Straight copy, no pictures: transcribe each entry as it stands.

━━━━━━━━

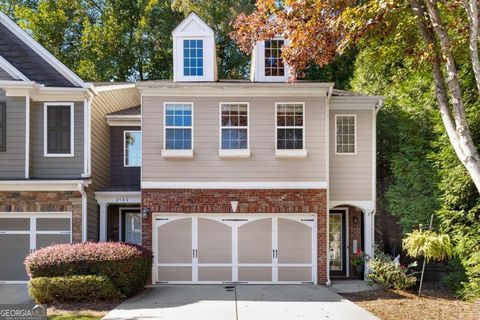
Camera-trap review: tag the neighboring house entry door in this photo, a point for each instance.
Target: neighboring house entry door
(246, 249)
(22, 233)
(338, 243)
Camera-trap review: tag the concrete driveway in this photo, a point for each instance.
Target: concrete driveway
(240, 302)
(14, 294)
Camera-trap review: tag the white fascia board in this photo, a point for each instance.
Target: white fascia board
(39, 49)
(236, 185)
(114, 87)
(11, 70)
(239, 91)
(42, 185)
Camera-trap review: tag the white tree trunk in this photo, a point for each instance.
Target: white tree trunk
(456, 124)
(471, 8)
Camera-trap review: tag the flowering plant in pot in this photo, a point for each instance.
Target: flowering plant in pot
(358, 261)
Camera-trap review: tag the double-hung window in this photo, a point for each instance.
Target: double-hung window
(3, 126)
(192, 57)
(274, 65)
(290, 130)
(58, 129)
(132, 148)
(178, 129)
(345, 138)
(234, 140)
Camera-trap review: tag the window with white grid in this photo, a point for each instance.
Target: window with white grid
(345, 134)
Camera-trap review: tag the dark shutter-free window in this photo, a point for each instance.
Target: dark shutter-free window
(3, 126)
(59, 129)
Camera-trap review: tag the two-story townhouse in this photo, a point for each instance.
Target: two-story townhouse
(257, 181)
(54, 150)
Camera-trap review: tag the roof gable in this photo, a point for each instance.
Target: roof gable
(31, 59)
(193, 25)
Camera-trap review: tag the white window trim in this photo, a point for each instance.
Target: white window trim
(290, 153)
(125, 148)
(260, 57)
(182, 62)
(176, 153)
(233, 153)
(72, 130)
(355, 134)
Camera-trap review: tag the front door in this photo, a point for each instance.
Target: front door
(338, 243)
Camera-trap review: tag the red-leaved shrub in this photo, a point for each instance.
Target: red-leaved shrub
(126, 265)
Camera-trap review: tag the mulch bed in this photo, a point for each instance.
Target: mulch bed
(436, 302)
(94, 308)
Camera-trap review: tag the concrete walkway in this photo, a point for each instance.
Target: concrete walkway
(14, 294)
(352, 286)
(240, 302)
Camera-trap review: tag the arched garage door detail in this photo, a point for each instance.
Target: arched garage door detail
(222, 249)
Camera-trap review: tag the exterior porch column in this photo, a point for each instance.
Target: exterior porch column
(369, 236)
(103, 221)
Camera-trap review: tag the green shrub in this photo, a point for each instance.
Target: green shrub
(390, 274)
(126, 266)
(72, 288)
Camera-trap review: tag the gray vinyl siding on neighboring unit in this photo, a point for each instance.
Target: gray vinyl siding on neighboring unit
(351, 174)
(56, 167)
(12, 161)
(4, 75)
(262, 166)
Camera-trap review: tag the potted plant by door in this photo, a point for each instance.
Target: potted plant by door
(358, 262)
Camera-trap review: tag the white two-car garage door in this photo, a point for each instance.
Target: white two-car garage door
(220, 248)
(22, 233)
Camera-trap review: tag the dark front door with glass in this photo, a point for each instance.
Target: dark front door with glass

━━━━━━━━

§ SOLUTION TO THIS PROBLEM
Camera-trap review: tag the neighboring house entry door in this photo, a point for each instance.
Target: neighboring house entry door
(246, 249)
(22, 233)
(338, 243)
Camera-trap review: tag the concrete driveway in this photo, a point for each instance.
Target: concrete driveway
(240, 302)
(14, 294)
Camera-trap review: tag the white fascia board in this photo, a point for each instance.
Target: white fascia board
(39, 49)
(236, 185)
(114, 87)
(11, 70)
(239, 91)
(42, 185)
Camera-trap review: tag the white tree trunk in this photo, a point for each instance.
Target: white tree trunk
(456, 124)
(471, 8)
Camera-trap review: tag the flowering plant in pot in this photo, a point for each instance.
Target: flowering plant in pot
(358, 261)
Camera-trap review: tag the double-hung window in this photo, a point for each instance.
Target: double-hung window
(3, 126)
(192, 57)
(274, 65)
(290, 130)
(58, 129)
(132, 148)
(178, 129)
(345, 138)
(234, 140)
Camera-trap review: tag the window with white grid in this photo, a point for each instance.
Target: window with white grid
(345, 134)
Camera-trap review: tag the dark shutter-free window in this photo, a point for each instance.
Target: dark shutter-free window
(3, 126)
(59, 129)
Camera-trap review: tag the two-story townhouse in this photo, a point for each instance.
Target: two-story townhouse
(257, 181)
(54, 150)
Camera-trap review: tag the roof gable in this photo, a point for each instance.
Target: roof gable
(31, 59)
(193, 25)
Camera-trap review: tag the white window trim in this photo, a point for each instance.
Target: white window trim
(290, 153)
(125, 148)
(260, 57)
(182, 62)
(176, 153)
(233, 153)
(72, 130)
(355, 134)
Camera-trap review: tag the front door in this photo, a point for each instance.
Target: front door
(338, 243)
Camera-trap review: tag the red-leaved shrub in this photo, a point for each instance.
Target: red-leaved shrub
(126, 265)
Camera-trap review: tag the mulch bed in this photo, a point for each instance.
Target: mulch bed
(436, 302)
(94, 308)
Camera-trap review: tag the concrete walkway in this photo, a point for each instance.
Target: concrete walkway
(14, 294)
(352, 286)
(240, 302)
Camera-trap review: tag the arched garage door detail in this photo, a point for each instance.
Target: arched garage door detail
(222, 249)
Camera-trap review: tag the exterior porch column in this photo, a point for each instance.
Target: exterior porch column
(369, 236)
(103, 221)
Camera-trap review: tag the green shrub in this photo, a point for each instance.
Target: green shrub
(390, 274)
(126, 266)
(72, 288)
Camera-trap review: tag the gray vinyl siding on neighboring unit in this photo, a point for each instance.
Target: gray vinyl siding on neighboring unit
(351, 174)
(56, 167)
(12, 161)
(4, 75)
(262, 166)
Camera-trap review: tag the potted plant by door in this photo, a point for each instance.
Target: potted plant by door
(358, 262)
Camera-trap review: tag the white two-car garage door in this photo, a point for each instance.
Target: white two-car garage door
(220, 248)
(22, 233)
Camera-trap review: tag the dark front door with glass in this photo, a point for each instance.
Target: dark front door with glass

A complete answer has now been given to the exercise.